-- SOURCE TEXT --
* * * * * * *

Core Java

Simplifying trading system with Akka

My colleagues are developing a trading system that processes quite heavy stream of incoming transactions. Each transaction covers one Instrument (think bond or stock) and has some (now) unimportant properties. They are stuck with Java (< 8), so let’s stick to it:
 
 
 
 
 
 
 

class Instrument implements Serializable, Comparable<Instrument> {
    private final String name;

    public Instrument(String name) {
        this.name = name;
    }

    //...Java boilerplate

}

public class Transaction {
    private final Instrument instrument;

    public Transaction(Instrument instrument) {
        this.instrument = instrument;
    }

    //...Java boilerplate

}

Instrument will later be used as a key in HashMap, so for the future we pro-actively implement Comparable<Instrument>. This is our domain, now the requirements:

  1. Transactions come into the system and need to be processed (whatever that means), as soon as possible
  2. We are free to process them in any order
  3. …however transactions for the same instrument need to be processed sequentially in the exact same order as they came in.

Initial implementation was straightforward – put all incoming transactions into a queue (e.g. ArrayBlockingQueue) with a single consumer. This satisfies last requirement, since queue preserves strict FIFO ordering across all transactions. But such an architecture prevents concurrent processing of unrelated transactions for different instruments, thus wasting compelling throughput improvement. Not surprisingly this implementation, while undoubtedly simple, became a bottleneck.

The first idea was to somehow split incoming transactions by instrument and process instruments individually. We came up with the following data structure:

priavate final ConcurrentMap<Instrument, Queue<Transaction>> queues = 
    new ConcurrentHashMap<Instrument, Queue<Transaction>>();

public void accept(Transaction tx) {
    final Instrument instrument = tx.getInstrument();
    if (queues.get(instrument) == null) {
        queues.putIfAbsent(instrument, new LinkedBlockingQueue<Transaction>());
    }
    final Queue<Transaction> queue = queues.get(instrument);
    queue.add(tx);
}

Yuck! But worst is yet to come. How do you make sure at most one thread processes each queue at a time? After all, otherwise two threads could pick up items from one queue (one instrument) and process them in reversed order, which is not allowed. The simplest case is to have a Thread per queue – this won’t scale, as we expect tens of thousands of different instruments. So we can have say N threads and let each of them handle a subset of queues, e.g. instrument.hashCode() % N tells us which thread takes care of given queue. But it’s still not perfect for three reasons:

  1. One thread must “observe” many queues, most likely busy-waiting, iterating over them all the time. Alternatively queue might wake up its parent thread somehow
  2. In worst case scenario all instruments will have conflicting hash codes, targeting only one thread – which is effectively the same as our initial solution
  3. It’s just damn complex! Beautiful code is not complex!

* * * * * * *

-- DATASET --
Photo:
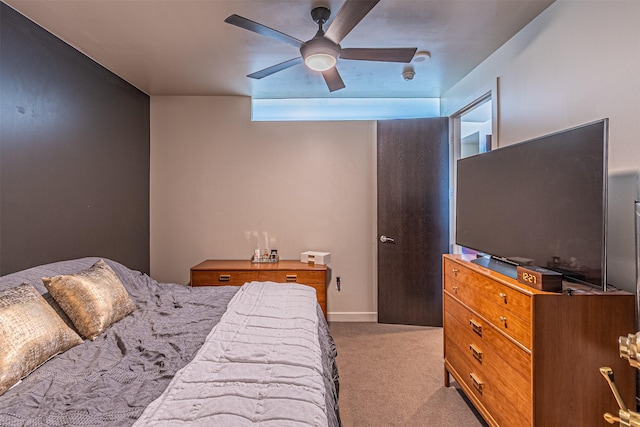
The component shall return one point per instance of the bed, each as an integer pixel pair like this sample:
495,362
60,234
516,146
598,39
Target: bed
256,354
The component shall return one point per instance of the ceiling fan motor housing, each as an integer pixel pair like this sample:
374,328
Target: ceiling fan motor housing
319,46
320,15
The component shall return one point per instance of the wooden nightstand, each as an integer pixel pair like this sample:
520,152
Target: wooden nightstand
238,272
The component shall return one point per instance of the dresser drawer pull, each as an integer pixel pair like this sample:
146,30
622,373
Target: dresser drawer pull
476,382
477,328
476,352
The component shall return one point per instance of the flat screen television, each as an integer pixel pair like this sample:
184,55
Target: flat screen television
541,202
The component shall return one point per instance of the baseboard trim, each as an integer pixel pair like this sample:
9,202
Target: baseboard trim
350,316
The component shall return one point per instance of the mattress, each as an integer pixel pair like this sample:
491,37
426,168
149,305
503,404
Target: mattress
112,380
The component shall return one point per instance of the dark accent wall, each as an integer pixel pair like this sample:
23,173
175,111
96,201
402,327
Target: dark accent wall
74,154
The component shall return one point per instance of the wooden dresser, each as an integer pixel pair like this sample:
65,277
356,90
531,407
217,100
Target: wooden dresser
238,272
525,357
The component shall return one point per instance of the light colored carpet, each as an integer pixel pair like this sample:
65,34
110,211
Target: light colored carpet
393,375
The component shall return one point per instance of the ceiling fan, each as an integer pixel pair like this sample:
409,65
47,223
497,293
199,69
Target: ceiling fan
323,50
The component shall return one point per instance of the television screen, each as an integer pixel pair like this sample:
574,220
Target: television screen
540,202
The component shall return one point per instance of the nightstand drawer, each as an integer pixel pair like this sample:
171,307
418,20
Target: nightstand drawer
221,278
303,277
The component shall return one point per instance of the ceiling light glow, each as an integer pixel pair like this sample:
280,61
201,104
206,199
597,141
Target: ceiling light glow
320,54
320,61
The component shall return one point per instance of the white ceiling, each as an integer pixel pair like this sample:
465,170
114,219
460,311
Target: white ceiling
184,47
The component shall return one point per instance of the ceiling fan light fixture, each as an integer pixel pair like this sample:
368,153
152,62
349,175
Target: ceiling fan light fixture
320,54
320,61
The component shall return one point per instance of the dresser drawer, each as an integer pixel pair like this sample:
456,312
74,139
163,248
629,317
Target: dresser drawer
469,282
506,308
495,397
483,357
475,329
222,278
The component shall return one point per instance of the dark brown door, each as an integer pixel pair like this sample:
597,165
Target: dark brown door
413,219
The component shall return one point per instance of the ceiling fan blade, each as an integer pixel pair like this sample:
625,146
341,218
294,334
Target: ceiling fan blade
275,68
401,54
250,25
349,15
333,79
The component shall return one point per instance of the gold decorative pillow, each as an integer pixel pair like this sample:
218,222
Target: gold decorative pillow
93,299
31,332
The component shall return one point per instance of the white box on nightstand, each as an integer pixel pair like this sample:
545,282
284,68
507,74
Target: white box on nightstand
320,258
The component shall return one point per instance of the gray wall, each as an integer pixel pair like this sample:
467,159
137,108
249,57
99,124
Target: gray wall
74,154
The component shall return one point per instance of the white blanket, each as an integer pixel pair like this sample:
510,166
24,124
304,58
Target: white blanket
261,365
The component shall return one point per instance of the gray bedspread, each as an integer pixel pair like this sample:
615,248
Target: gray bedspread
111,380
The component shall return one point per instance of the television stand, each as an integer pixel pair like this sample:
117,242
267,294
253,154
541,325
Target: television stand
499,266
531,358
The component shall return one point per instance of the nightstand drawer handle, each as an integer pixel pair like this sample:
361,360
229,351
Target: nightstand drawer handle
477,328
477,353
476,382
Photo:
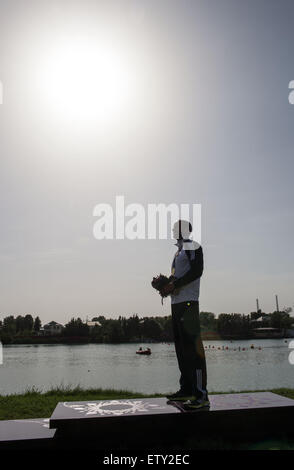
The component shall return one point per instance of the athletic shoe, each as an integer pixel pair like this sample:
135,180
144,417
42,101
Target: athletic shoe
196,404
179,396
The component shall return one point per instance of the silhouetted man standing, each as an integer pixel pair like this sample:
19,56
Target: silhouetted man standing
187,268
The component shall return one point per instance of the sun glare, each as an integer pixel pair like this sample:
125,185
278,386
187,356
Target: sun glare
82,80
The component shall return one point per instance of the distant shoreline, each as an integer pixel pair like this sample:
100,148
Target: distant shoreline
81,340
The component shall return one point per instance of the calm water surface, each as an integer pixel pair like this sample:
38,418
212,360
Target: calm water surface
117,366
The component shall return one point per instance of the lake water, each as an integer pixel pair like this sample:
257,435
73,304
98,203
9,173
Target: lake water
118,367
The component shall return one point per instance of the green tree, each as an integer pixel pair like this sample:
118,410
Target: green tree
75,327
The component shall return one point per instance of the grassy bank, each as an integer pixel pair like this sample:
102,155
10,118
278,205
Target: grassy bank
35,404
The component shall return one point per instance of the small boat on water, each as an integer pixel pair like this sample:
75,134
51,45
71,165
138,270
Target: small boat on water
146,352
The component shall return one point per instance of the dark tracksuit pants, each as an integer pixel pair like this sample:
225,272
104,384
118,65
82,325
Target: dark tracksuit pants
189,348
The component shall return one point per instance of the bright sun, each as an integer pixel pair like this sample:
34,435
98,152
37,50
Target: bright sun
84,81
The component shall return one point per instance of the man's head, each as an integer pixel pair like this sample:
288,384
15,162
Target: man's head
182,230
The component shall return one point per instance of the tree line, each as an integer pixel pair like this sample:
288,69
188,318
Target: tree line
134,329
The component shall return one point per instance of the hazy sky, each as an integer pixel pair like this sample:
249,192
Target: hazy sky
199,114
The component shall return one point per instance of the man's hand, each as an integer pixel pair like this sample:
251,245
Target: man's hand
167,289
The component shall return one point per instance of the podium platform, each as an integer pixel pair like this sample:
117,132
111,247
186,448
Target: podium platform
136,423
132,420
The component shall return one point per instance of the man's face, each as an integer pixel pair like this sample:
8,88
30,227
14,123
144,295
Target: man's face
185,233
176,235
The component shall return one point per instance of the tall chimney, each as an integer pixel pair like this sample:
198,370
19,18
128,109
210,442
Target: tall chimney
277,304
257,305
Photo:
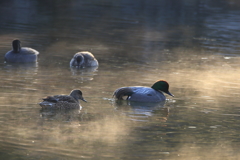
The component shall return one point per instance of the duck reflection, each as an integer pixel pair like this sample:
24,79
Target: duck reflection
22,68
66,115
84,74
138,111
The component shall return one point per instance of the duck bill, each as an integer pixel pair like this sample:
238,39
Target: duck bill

* * * * * * *

-- REQUIRED WORK --
In the text on simplifying a trading system with Akka, why won't giving each queue its own thread scale?

-- THE RESULT --
Tens of thousands of different instruments are expected.